Question posée:
D'après l'extrait choisi sur l'autisme et le lipidome plasmatique, chez combien d'enfants le lipidome plasmatique a-t-il été évalué ?

Autisme et lipidome plasmatique : interactions avec les facteurs génétiques et environnementaux
Les liens entre le métabolisme des lipides et les troubles du spectre de l’autisme (TSA) restent largement hypothétiques, tout en faisant l’objet d’une recherche active. Certaines mutations des gènes impliqués dans ce métabolisme (tels le gène EFR3A4) sont associées à des TSA idiopathiques non syndromiques. Par ailleurs, certaines maladies orphelines génétiques liées à des déficits enzymatiques spécifiques s’accompagnent de troubles du neurodéveloppement : c’est le cas du syndrome de Smith-Lemli-Opitz, du syndrome de Niemann-Pick ou encore du syndrome de Tay-Sachs.
En dehors de ces pathologies, quelques études plaident en faveur d’associations significatives entre certaines dyslipidémies et certaines formes de TSA. Par ailleurs, les dyslipidémies athérogènes sont plus fréquentes en cas de TSA, ce qui pourrait relever de préférences alimentaires défavorables, conséquences d’intérêts restreints et de sensibilités sensorielles spécifiques. Même si les études actuelles sont peu concluantes, les troubles du sommeil fréquents chez les patients avec TSA favoriseraient également la survenue d’un surpoids, voire d’une obésité, et de troubles métaboliques dès la petite enfance.
Une étude transversale australienne
Malgré l’intérêt porté au lipidome des patients vivant avec un TSA, force est de constater que les données actuelles sont insuffisantes pour établir avec certitude le rôle propre des facteurs pathogéniques potentiels, au demeurant nombreux et intriqués. D’où l’intérêt d’une étude transversale australienne qui a fait appel à deux vastes bases de données, en l’occurrence l’AAB (Australian Autism Biobank) et le QTAB (Queensland Twin Adolescent Brain) Project. Les relations entre le lipidome plasmatique et les traits autistiques ont été ainsi explorées en intégrant des données phénotypiques et biologiques, mais aussi génétiques et environnementales. Le lipidome plasmatique (en l’occurrence 783 espèces de lipides identifiées par spectrométrie de masse) a été évalué chez 765 enfants (dont 485 cas de TSA confirmés).
Certains lipidomes ont été associés au diagnostic de TSA (n=8), aux troubles du sommeil (n = 20) et aux fonctions cognitives (n = 8). Par ailleurs, il semble que les acides gras polyinsaturés à longue chaîne puissent jouer un rôle causal dans les troubles du sommeil liés aux TSA et au cluster génique FADS.

Données fournies:

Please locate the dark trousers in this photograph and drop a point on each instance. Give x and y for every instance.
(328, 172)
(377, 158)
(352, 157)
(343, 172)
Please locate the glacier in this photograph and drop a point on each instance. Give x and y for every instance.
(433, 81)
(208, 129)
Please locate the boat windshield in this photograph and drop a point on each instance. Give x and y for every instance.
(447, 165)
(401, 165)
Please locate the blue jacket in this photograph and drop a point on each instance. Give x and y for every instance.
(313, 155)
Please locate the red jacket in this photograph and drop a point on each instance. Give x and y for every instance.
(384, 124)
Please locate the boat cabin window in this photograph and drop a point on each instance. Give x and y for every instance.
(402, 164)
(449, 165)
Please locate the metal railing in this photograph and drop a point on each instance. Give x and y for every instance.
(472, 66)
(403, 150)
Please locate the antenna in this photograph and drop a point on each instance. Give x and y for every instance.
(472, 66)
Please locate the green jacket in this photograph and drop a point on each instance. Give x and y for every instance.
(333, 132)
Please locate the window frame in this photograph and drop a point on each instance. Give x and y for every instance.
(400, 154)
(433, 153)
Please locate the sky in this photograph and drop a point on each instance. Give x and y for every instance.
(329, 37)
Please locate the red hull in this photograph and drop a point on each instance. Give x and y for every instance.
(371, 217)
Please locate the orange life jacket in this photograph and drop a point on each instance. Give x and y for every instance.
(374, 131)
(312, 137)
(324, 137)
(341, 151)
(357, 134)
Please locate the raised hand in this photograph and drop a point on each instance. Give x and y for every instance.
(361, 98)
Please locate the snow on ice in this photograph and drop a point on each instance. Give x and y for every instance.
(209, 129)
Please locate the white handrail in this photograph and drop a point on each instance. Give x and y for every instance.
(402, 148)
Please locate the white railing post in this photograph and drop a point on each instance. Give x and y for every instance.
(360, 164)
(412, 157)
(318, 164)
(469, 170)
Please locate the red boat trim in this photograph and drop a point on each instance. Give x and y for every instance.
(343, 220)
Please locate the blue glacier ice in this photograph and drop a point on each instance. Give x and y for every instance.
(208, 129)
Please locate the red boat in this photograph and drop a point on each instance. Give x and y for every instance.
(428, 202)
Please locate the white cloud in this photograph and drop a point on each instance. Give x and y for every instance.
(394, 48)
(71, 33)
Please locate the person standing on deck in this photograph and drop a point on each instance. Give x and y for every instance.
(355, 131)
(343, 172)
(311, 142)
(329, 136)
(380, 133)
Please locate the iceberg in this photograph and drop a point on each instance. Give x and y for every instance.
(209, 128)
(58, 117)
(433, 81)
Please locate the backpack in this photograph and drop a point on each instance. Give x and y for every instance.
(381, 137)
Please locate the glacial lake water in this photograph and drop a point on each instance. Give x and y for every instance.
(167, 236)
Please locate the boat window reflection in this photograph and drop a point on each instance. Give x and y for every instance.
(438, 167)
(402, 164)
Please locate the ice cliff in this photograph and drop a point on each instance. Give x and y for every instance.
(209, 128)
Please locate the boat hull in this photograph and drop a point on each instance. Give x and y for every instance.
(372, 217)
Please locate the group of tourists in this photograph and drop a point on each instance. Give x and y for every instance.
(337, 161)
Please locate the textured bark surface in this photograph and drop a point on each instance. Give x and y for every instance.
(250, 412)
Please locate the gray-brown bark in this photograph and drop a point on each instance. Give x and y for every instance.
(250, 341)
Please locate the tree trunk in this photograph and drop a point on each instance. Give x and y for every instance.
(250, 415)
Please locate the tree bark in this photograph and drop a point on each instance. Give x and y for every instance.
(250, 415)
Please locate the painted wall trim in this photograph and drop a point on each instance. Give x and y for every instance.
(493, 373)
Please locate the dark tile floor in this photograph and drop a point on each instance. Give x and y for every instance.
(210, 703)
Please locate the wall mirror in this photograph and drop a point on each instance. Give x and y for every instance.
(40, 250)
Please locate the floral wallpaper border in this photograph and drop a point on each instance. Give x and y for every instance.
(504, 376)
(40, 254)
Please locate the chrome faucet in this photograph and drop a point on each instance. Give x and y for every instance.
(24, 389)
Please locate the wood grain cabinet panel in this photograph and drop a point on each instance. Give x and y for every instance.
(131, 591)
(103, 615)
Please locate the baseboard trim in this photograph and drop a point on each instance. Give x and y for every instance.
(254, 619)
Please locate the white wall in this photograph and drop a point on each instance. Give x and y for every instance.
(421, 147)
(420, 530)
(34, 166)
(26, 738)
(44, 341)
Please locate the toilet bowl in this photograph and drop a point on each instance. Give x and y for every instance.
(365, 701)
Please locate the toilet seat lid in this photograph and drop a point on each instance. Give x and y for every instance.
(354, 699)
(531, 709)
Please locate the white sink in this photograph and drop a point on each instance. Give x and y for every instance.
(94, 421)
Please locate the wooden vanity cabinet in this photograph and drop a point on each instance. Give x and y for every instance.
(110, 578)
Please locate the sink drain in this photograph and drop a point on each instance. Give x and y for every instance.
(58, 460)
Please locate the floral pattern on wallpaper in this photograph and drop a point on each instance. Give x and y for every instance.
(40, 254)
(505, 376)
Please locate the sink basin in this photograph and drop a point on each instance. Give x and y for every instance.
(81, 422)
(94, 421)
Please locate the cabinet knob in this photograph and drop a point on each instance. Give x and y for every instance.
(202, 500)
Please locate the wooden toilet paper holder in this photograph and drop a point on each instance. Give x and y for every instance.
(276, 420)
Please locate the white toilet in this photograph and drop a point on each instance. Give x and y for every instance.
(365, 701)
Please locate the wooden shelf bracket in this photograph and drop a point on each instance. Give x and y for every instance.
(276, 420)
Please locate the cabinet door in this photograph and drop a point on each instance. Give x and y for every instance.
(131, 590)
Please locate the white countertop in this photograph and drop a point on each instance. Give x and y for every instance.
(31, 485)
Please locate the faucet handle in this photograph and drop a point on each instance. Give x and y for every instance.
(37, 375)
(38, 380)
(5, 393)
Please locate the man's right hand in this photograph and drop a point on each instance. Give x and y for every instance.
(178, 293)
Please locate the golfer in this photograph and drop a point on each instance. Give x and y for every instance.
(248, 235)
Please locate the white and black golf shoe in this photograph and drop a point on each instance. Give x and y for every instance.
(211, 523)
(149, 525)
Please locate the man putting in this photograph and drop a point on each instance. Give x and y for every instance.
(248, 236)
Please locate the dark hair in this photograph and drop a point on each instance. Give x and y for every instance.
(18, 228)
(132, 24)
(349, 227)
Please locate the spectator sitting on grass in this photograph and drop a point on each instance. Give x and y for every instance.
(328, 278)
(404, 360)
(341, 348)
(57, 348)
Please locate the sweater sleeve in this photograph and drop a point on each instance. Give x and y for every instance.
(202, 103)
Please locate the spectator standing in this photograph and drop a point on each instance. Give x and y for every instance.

Solution:
Chez 765 enfants, dont 485 cas de TSA confirmés.